*WHAT YOU ARE ASKED TO DO:* Print verbatim the lines of the entries from the one containing "Task: pick out the concrete pavement." to the last, inclusive, and no others.

Dataset excerpt:
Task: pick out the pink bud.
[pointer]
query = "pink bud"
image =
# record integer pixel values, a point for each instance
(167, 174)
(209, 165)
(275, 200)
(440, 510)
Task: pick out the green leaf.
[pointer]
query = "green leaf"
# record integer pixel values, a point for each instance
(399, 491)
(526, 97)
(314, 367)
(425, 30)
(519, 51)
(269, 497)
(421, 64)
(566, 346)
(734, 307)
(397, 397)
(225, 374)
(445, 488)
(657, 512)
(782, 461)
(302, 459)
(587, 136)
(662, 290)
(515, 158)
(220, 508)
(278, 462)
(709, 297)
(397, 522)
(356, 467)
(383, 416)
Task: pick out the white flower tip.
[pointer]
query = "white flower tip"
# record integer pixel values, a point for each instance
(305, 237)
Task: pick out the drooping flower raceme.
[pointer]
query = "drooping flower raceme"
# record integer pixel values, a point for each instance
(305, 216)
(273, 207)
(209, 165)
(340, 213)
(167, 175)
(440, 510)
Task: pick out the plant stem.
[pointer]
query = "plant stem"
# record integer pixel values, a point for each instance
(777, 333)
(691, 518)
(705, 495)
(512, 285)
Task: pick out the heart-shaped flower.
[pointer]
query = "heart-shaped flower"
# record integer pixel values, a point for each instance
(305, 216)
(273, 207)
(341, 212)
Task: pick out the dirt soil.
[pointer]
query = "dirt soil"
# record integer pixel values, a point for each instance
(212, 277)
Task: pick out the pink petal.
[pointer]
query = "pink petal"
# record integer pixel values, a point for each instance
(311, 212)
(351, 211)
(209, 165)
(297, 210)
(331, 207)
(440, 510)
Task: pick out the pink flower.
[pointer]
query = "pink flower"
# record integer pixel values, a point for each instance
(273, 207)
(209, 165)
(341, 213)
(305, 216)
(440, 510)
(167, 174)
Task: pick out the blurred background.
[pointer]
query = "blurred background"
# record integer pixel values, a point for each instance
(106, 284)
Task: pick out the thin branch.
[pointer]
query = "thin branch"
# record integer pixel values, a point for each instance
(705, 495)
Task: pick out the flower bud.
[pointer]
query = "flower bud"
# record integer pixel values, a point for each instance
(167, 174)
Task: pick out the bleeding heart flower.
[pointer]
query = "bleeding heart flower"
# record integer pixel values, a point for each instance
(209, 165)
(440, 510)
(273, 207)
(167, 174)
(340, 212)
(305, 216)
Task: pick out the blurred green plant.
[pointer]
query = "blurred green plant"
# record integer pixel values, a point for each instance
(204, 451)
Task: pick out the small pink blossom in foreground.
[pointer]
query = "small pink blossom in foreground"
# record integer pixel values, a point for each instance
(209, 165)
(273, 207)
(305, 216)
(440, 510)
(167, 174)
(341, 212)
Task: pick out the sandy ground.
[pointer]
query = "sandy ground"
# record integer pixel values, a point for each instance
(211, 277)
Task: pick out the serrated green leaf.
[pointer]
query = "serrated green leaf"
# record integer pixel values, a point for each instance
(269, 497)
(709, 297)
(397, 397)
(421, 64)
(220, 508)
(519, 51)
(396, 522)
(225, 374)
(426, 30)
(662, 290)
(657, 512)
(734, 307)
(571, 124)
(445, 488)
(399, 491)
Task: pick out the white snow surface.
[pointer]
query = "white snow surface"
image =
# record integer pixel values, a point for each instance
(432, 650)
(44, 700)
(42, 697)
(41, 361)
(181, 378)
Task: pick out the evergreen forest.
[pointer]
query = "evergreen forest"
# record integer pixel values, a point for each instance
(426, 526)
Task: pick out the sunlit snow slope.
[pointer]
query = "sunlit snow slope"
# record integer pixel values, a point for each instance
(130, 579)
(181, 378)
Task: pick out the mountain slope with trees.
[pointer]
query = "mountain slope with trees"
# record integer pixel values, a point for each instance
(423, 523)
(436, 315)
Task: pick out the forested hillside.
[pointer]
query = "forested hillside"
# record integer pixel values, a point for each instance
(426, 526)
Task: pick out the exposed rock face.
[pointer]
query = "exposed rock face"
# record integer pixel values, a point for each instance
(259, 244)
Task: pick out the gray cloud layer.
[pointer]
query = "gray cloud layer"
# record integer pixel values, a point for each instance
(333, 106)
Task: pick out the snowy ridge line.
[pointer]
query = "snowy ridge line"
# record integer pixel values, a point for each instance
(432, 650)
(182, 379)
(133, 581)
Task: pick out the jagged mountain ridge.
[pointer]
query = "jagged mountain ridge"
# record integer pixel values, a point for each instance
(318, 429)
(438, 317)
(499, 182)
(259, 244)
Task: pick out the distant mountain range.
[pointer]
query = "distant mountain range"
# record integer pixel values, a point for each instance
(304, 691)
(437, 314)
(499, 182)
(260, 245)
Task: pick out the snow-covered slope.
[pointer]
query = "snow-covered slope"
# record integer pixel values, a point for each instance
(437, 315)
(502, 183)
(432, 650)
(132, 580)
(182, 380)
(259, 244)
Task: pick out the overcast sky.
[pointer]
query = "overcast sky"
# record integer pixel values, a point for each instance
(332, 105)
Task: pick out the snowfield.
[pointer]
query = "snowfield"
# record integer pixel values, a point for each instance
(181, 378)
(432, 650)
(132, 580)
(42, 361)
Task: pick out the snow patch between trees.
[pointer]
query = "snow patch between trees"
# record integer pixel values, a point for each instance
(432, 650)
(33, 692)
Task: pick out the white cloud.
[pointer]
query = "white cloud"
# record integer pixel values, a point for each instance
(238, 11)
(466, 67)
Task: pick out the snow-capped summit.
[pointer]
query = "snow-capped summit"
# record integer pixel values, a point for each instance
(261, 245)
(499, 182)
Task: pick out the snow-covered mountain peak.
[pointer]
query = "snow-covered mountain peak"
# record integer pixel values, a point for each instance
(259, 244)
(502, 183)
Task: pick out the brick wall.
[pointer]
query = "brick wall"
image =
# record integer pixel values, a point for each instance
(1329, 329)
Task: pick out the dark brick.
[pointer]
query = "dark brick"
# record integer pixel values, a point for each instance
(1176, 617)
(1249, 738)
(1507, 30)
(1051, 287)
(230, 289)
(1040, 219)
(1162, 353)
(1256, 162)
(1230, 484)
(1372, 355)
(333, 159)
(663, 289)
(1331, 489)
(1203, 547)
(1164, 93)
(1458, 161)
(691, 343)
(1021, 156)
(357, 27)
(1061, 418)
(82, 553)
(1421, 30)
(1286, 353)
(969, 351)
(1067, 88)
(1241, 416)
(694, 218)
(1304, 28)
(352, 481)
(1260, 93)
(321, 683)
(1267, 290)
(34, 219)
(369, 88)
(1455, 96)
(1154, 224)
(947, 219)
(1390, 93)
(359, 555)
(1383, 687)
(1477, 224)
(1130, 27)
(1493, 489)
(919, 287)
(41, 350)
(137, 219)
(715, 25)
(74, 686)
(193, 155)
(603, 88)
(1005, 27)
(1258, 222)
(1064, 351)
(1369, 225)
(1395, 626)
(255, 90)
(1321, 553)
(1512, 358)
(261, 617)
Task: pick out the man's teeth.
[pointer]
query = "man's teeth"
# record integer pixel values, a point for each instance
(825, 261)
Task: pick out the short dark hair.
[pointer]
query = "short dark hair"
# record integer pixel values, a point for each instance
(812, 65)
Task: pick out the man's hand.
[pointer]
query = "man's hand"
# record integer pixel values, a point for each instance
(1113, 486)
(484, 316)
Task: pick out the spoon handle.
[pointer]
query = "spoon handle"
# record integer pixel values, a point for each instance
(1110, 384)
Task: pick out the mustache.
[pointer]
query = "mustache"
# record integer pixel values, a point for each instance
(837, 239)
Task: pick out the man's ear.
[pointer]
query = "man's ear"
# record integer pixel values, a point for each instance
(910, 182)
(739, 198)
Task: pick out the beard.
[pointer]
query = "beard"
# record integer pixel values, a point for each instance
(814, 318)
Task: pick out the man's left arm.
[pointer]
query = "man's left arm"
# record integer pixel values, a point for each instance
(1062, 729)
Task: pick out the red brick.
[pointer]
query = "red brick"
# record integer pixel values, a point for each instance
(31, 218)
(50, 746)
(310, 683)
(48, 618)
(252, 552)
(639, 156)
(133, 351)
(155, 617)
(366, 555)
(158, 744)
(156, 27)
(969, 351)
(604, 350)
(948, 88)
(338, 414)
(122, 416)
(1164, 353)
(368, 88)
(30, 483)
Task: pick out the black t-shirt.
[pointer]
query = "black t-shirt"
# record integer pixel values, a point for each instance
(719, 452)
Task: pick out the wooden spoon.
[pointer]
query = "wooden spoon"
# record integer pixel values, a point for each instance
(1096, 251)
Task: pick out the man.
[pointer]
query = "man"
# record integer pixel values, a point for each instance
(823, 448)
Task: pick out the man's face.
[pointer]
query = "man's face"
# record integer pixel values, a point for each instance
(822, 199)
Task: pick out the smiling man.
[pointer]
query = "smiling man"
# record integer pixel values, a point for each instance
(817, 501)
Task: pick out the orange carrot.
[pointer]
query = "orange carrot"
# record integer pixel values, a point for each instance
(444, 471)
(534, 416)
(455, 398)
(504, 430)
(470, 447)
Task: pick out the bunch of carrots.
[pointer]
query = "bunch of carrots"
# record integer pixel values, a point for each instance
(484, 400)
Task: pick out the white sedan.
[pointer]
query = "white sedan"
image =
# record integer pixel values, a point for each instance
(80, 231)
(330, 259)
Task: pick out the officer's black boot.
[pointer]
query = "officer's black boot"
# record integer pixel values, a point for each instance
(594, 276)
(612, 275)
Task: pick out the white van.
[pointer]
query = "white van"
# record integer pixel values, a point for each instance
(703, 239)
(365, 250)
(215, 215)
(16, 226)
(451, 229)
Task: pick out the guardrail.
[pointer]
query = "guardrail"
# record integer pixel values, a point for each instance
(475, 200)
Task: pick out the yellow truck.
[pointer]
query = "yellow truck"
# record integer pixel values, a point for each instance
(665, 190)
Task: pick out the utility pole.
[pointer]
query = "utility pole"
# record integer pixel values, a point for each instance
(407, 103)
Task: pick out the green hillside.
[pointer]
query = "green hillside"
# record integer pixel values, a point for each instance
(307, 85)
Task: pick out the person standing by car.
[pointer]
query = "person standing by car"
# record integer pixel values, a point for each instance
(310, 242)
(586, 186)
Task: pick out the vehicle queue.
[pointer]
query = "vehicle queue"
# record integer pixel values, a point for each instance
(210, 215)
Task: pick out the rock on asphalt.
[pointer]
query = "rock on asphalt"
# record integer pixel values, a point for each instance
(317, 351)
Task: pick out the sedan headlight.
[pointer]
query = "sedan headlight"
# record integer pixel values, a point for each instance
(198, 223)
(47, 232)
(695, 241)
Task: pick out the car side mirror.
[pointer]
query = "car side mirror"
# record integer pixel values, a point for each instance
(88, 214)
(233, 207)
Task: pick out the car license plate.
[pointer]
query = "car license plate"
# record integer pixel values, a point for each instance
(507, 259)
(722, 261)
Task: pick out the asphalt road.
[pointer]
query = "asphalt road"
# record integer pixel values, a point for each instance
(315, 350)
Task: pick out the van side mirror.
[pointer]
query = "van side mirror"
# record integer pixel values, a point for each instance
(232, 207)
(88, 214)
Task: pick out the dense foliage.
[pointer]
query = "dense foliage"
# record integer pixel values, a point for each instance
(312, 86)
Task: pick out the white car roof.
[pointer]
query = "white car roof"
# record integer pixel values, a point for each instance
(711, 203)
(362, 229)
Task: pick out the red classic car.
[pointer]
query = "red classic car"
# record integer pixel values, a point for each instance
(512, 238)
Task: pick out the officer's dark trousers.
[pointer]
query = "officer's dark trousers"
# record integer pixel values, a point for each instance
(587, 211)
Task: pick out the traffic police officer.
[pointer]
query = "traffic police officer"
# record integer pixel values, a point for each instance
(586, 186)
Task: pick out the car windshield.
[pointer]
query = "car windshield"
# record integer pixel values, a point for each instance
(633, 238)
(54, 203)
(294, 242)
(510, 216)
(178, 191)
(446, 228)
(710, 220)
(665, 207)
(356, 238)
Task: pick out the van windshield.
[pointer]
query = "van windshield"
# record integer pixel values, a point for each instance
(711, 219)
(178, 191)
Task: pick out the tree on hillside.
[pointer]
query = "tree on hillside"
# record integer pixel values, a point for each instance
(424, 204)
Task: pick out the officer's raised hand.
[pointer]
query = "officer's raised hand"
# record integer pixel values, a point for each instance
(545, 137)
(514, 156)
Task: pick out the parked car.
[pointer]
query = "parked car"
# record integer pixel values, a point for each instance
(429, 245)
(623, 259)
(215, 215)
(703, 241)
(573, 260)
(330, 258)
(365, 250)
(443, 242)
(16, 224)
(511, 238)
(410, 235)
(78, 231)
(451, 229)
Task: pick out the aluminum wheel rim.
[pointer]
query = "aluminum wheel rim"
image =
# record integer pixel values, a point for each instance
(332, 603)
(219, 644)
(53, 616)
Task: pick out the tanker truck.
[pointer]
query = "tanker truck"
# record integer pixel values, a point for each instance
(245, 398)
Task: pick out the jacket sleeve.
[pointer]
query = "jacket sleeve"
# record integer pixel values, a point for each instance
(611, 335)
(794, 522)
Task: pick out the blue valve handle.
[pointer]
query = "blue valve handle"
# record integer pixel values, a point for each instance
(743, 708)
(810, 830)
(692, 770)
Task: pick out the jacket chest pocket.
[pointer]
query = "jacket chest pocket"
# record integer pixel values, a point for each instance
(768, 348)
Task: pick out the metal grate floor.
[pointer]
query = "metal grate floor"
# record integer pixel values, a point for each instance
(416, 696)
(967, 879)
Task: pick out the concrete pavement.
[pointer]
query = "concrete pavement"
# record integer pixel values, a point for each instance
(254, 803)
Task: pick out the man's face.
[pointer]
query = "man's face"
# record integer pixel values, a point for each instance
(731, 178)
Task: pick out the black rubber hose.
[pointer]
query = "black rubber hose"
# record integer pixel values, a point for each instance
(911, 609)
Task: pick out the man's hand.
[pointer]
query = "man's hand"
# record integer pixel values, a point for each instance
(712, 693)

*CORRECT RESPONSE:*
Task: pick out the concrete pavement.
[pointer]
query = "concrete pavement"
# record integer pixel values, a point for each instance
(254, 803)
Task: pick out the man's face.
[pointer]
query = "man's face"
# record integer pixel values, a point for each instance
(731, 178)
Task: pick out the black rubber hose.
[pointer]
query = "black rubber hose"
# record integer pixel values, a point for each instance
(911, 609)
Task: pick out the man's hand.
[pointer]
query = "man's hand"
# record integer pixel values, a point for each instance
(712, 693)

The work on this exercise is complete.